- Text section:
With night covering Bethlehem, and in a crude, dirty, drafty stable, God’s eternal Son was born of a virgin in our flesh.
A familiar story? Do not let the familiarity of it rob you of its wonder and marvel. It was the greatest display of God’s grace imaginable. It was unnoticed by the world, which was absorbed that night in taxes, buying, getting, lusting, groveling in the dust-not unlike our day. In such a day God sent forth His Son, born of a woman, born willingly under our curse, in order that He might take away our curse and earn eternal life for us.
Jesus lived eternally as God’s Son in heaven. He was worshiped by angels. The Father delighted in Him. But now He joins Himself in Mary’s womb with our flesh and blood. Why? Because there was no other way for God’s people to live with God than the way of God giving His Son to carry away our sins and to bury them in His blood.
I want to look at the wonderful birth of Jesus Christ today from the viewpoint of the apostle Paul in II Corinthians 9:15, where he says: “Thanks be unto God for his unspeakable gift.” In the chapter Paul was teaching about collections or offerings: Christian giving. And he drives home one principle. He says, before you put one penny into the plate you must stop and look at what God’s grace has given to you. And it is out of thankfulness for what God has done for you, and out of the abundance of what He has given, that you must be prompted in your giving. And he concludes with these wonderful words: “Thanks be unto God for His unspeakable gift!”

- Listed entries:
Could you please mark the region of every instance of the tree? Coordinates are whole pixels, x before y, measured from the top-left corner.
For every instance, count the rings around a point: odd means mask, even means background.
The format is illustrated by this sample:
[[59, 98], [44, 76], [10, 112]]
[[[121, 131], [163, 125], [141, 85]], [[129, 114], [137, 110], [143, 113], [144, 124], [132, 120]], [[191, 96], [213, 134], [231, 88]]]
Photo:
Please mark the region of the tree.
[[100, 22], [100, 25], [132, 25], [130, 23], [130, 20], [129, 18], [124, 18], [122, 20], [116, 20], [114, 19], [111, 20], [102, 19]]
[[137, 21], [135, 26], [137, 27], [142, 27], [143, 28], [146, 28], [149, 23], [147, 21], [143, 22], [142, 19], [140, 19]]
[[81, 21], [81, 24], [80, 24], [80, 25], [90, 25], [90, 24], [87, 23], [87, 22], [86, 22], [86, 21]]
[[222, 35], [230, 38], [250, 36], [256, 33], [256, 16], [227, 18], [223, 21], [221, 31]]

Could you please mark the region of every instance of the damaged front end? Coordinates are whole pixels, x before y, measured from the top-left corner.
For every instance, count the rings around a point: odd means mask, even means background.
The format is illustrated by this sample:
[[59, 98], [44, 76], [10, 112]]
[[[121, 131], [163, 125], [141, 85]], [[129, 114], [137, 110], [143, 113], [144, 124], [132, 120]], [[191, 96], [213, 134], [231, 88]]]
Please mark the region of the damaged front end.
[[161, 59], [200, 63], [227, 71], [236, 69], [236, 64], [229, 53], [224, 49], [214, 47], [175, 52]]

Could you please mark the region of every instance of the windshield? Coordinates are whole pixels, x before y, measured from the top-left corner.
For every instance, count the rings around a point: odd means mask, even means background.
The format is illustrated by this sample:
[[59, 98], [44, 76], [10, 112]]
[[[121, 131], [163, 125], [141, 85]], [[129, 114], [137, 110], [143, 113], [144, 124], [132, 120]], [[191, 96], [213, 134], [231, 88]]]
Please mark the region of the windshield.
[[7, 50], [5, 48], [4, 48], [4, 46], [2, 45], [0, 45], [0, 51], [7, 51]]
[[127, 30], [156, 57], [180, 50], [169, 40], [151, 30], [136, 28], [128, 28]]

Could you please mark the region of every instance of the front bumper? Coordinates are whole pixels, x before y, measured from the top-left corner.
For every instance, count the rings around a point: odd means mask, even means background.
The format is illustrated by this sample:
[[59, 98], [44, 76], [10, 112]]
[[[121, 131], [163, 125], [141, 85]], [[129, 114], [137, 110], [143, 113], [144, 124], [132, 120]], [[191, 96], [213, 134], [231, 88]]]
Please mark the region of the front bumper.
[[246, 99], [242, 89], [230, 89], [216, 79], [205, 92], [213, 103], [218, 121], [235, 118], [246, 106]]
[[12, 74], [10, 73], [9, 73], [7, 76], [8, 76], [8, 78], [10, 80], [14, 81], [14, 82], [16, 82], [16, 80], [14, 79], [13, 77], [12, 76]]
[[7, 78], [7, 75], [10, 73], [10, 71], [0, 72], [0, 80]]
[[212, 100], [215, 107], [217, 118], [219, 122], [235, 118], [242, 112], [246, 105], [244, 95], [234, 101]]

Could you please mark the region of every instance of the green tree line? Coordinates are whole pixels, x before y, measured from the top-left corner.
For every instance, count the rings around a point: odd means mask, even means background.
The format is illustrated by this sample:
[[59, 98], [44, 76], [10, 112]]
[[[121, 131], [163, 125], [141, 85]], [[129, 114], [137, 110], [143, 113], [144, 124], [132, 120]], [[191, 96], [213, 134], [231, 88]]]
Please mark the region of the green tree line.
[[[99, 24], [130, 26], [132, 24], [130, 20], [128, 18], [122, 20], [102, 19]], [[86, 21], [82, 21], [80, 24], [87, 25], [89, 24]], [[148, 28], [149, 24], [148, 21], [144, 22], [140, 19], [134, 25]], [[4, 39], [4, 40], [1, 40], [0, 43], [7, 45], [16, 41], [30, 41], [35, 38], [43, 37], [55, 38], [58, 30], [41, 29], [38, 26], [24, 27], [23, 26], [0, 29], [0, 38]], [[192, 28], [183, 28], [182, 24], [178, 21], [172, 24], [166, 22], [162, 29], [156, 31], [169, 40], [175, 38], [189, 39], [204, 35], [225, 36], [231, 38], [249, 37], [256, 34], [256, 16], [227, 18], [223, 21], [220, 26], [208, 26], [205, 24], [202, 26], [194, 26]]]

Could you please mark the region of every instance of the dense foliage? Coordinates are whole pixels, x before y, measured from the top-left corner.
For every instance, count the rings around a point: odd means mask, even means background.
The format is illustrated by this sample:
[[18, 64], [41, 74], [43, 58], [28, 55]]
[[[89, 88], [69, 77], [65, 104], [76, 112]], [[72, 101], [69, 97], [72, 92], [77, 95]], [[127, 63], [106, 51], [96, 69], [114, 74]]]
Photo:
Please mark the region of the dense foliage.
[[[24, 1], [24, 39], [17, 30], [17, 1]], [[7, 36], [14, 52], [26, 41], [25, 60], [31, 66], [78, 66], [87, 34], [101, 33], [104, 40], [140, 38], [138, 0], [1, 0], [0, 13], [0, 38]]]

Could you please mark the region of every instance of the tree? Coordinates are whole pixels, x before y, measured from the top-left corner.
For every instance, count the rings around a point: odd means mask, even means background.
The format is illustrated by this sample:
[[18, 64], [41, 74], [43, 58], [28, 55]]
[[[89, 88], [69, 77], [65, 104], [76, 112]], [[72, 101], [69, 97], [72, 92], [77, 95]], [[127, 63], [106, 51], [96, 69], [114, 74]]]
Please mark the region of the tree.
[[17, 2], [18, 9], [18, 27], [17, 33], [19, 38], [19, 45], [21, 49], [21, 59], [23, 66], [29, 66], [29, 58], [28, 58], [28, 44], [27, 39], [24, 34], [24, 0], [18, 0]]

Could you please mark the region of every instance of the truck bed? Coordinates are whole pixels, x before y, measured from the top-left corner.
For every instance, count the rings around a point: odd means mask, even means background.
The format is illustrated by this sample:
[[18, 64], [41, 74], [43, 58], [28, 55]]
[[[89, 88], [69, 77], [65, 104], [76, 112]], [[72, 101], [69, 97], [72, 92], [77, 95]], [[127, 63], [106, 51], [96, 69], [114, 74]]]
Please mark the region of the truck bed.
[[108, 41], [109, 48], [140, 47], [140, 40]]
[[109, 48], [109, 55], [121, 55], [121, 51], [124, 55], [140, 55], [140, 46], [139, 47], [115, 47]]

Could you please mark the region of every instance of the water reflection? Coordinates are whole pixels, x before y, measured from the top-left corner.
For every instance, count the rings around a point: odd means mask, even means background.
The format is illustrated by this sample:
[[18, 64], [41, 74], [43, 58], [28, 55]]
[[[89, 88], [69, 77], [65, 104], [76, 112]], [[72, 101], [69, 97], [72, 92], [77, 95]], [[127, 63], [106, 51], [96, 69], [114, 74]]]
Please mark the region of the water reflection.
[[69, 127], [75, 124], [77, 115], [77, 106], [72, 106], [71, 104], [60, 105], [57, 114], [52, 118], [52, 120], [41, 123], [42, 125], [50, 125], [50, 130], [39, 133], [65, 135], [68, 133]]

--

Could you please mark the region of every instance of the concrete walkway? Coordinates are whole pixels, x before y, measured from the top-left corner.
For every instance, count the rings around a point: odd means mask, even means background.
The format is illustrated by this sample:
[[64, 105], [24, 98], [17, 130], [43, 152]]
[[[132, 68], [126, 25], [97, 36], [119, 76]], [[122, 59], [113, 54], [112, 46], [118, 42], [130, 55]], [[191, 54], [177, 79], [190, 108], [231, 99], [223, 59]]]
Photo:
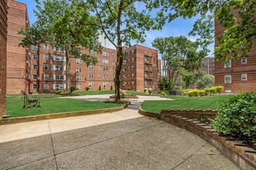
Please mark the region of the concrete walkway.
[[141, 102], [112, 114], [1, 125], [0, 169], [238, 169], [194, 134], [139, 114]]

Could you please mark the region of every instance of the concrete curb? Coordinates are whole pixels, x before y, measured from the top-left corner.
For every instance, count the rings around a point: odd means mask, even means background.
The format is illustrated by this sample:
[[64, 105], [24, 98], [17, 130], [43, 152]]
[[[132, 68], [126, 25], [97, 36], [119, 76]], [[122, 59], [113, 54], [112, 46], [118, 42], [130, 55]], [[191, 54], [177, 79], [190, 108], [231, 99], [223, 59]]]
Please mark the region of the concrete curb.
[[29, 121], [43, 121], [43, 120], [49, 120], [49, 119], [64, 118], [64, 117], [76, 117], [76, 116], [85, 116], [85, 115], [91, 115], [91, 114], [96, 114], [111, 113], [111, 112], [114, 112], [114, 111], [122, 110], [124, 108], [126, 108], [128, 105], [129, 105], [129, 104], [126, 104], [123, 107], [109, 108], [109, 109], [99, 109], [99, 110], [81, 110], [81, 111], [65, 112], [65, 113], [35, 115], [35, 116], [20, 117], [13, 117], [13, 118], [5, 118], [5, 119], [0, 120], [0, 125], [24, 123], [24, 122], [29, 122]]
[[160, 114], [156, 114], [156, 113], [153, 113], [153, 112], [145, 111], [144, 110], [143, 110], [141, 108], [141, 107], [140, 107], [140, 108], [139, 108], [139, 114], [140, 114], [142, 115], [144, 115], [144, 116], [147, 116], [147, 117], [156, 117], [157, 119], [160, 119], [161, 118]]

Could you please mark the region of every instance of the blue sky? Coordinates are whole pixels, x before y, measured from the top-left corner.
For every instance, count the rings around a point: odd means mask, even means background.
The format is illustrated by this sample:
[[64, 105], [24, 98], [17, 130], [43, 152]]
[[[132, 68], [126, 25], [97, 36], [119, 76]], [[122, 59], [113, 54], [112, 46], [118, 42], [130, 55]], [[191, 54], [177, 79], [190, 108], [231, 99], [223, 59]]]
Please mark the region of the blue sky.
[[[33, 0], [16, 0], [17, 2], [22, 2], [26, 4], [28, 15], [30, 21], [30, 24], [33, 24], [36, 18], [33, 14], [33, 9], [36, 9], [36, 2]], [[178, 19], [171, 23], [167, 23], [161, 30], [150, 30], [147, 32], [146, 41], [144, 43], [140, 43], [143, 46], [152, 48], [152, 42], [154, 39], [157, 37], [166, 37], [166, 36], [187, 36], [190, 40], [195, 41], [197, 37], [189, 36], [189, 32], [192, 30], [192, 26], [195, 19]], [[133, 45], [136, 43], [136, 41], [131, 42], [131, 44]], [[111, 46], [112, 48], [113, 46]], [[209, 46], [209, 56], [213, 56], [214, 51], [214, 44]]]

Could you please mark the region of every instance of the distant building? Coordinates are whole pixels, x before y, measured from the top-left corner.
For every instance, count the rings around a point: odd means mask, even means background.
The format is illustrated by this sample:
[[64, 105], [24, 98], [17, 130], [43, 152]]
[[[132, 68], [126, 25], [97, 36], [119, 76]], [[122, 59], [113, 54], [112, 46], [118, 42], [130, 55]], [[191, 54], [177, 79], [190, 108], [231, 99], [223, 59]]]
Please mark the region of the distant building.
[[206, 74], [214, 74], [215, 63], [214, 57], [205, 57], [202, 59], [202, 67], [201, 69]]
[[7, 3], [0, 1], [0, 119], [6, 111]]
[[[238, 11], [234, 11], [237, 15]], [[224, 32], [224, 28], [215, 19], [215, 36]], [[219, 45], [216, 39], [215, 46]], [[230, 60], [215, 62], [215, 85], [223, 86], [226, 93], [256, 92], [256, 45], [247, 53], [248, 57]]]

...

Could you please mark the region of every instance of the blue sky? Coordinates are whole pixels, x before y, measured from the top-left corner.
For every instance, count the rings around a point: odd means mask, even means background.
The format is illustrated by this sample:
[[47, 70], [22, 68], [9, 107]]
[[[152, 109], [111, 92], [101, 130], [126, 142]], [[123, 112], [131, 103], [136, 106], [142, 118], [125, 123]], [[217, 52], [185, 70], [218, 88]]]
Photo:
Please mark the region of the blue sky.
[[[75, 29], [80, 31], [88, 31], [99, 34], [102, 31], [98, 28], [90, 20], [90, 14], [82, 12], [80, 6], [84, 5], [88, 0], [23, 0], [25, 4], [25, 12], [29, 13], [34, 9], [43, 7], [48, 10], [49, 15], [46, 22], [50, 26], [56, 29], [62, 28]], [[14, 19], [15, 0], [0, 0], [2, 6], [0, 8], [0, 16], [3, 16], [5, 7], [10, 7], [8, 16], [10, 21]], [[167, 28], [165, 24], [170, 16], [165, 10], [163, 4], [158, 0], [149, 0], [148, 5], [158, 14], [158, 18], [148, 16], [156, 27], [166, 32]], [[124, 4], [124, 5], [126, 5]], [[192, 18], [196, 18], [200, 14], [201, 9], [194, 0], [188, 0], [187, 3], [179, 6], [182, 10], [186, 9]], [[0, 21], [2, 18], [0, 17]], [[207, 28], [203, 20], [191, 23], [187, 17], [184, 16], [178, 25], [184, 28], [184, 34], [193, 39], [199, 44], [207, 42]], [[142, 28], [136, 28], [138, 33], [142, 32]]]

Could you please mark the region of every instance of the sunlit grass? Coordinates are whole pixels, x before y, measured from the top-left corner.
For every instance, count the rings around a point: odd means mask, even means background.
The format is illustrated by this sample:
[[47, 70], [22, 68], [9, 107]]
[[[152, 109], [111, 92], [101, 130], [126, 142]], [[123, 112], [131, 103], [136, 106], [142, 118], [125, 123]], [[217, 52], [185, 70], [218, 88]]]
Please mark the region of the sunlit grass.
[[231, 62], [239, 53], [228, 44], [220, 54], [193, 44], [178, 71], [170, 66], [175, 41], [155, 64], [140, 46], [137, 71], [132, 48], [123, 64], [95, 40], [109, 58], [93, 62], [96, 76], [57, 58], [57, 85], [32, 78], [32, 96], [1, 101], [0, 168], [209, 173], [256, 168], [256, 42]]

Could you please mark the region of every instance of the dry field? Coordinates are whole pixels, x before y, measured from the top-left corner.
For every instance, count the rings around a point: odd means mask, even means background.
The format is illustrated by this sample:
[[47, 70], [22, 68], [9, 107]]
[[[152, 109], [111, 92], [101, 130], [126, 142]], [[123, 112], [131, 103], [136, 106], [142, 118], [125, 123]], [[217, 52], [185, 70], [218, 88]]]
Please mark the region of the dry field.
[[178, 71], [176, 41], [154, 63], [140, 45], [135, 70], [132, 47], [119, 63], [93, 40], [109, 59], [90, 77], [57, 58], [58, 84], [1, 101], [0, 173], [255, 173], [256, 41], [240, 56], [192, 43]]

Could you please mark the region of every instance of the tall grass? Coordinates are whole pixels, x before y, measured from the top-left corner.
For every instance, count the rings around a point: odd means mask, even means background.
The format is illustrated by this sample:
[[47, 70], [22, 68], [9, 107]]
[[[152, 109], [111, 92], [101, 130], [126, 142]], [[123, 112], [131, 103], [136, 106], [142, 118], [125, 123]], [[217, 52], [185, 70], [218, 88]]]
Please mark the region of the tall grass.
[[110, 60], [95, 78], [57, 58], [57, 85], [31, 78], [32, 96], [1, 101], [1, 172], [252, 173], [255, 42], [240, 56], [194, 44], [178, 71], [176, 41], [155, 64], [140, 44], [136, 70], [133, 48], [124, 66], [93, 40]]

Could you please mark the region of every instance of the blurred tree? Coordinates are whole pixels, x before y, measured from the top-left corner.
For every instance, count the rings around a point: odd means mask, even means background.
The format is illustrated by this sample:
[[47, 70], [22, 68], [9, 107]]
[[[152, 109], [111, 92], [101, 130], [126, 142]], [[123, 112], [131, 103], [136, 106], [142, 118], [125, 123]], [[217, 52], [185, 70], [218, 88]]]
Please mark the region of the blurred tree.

- Required actions:
(A) In the passage on the birth of Jesus, write out the words between "Jesus lived eternally" and "in His blood.", inclusive, substituting "seraphim" for "angels".
(B) In the passage on the birth of Jesus, which Bible verse is quoted from the apostle Paul?
(C) Carry the passage on the birth of Jesus onward from its last sentence.

- Responses to the tasks:
(A)
Jesus lived eternally as God’s Son in heaven. He was worshiped by seraphim. The Father delighted in Him. But now He joins Himself in Mary’s womb with our flesh and blood. Why? Because there was no other way for God’s people to live with God than the way of God giving His Son to carry away our sins and to bury them in His blood.

(B) II Corinthians 9:15

(C)
Notice that the apostle Paul assumes that all Christians will know what that gift is, even though he does not mention it specifically. Notice, secondly, that he calls it a gift, something that we did not have coming, something we could never earn. And notice, finally, that he says that it is an unspeakable gift; that is, human words cannot describe, cannot explain the wonder of it. Words do not exist to tell what it is. It bursts the bands of words. No words can translate the love of the Father. No words can translate the emotions behind the value of this gift. I am persuaded that through all eternity we will never be able to state the love of God which prompted the gift of Jesus.
The question is this: are you one to whom this gift is given? There is one way to know. You say, “Well, I know it because it is in the Bible.” Yes. You say, “I know it because I have been taught this in a Christian home and in a Christian church.” That is a great blessing. But that is still not the answer. You say, “I know that this is true because I am decent and hard working.” No. If you talk that way, it becomes plain that you do not believe that it was a gift. No, you know this truth as being true for you in that you are given to know yourself as a sinner. Do you see in the manger the sign of your sin, your poverty, and your guilt before God? That is the work of the Spirit of Jesus Christ in you. And from that position, you can see how gracious God is. And you can say, “How unspeakable is the gift of God in giving Christ to be born to cover my sins!”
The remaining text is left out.